Can you pick up the article about interviewing prospective employers as a product manager and keep writing it from its last sentence?

▸ **Page**:
--

They're set up to fail.

Their work environment and culture is not set up to create strong products. It is distinctly not set up to empower the collaboration of product, design, and engineering to build things that matter.

This has led many to realize it's time for a job change.

As product people, we want to work in a strong product company. Note: this does not mean that the product org is "in charge," giving orders and engineering/design have to get on board. It does mean a place that truly values the craft and contribution of product, and that empowers individuals and teams to work to their highest potential. A place that is built around creating amazing products that truly make life better for the people they're trying to serve.

This is inherently and fundamentally a collaborative process that no single functional org rules by fiat. (The most common counterexample is a sales-led organization.)

We all know it's possible. It's what the best product companies are doing. Yet despite many attempts tried, there are many frustrated PMs that can't seem to get their work environment to change. Why not?

Part of the reason is that transformation is extremely hard, even in the best case.

But the real reason is they joined the wrong company in the first place.

They took a role where good product work occurs in spite of the dominant practices and culture, not because of them.

Jobs like this waste precious years of your career. I've made this mistake too, and it hurts. I hope this article helps you avoid it in the future.

It's actually really hard to know how strong of a product culture and environment that a team has prior to living in it. Even within the FAANG companies, every team and manager is different and you need to find out the truth.

After reading this, you should have a go-to set of questions to ask the next companies you interview. These will help you suss out the reality of how the company operates before you commit to an offer. I'm writing this for product managers, but it's equally relevant to design and engineering.

So, what can you do to make sure that your next company is actually a good place to be a product person?

The key to solving this is to interview companies the same way we interview users and customers.

Think of this as "The Mom Test," applied to product job interviews.

Interviewing companies like users/customers

Why you need to do this

One of the most common complaints in the job search process is "this place isn't what I thought it would be."

People join a company full of vigor and excitement, and within a few months they are bored, going through the motions, and fantasizing yet again about being somewhere that "gets product."

It doesn't have to be this way.

--

▸ **Dataset rows**:
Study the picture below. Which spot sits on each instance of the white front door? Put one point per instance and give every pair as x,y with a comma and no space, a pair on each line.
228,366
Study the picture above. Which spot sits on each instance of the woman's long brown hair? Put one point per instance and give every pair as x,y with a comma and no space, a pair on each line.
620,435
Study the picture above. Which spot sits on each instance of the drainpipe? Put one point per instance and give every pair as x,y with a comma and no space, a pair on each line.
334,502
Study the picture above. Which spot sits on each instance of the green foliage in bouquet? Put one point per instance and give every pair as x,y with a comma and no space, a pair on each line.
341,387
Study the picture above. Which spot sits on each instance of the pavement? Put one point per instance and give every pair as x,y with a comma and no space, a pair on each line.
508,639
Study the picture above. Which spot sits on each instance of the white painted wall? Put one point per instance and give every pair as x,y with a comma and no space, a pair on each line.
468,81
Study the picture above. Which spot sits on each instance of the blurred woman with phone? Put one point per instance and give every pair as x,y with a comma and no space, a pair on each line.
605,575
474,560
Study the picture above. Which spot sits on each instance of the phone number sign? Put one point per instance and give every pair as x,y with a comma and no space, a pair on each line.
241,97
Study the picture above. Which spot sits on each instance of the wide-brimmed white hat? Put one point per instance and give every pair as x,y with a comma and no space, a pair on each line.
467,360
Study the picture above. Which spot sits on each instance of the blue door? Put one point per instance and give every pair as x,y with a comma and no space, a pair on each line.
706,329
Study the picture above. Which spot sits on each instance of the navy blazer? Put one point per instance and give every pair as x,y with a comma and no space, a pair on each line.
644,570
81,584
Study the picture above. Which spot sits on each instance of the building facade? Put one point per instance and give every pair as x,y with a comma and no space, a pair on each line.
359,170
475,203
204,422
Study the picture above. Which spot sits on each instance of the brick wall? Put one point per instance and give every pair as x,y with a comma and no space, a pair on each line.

--

▸ **Solved problem**:
As PMs, we invest so much getting ready for those damn product interviews that we often forget: we need to interview the company just as hard as they're interviewing us.

This is called "reverse interviewing." As product people, we already know how to do this.

We know how to interview customers and users. We know to ask questions to account for bias and speculation, surface actual behavior, and understand how decisions are really made.

When applying for a job, we need to apply those same skills to interview our interviewers.

As Marty Cagan said to me in our podcast conversation:

From your point of view, your job is to learn as much as possible about how that company really works, and especially how that manager would be like to work for.

Let's see how to do just that.

Principles for interviewing

Two excellent resources on interviewing users—which you really should read if you haven't—are this post by Teresa Torres and The Mom Test.

I distill their points into these two overarching principles for interviewing:

  1. Separate your research questions and interview questions

  2. Ask questions that uncover actual past behavior, rather than speculative or aspirational future behavior

Separate research questions from interview questions

The user research community has learned that we often can't directly ask our questions and get reliable answers.

The way around this is to map our research questions to interview questions.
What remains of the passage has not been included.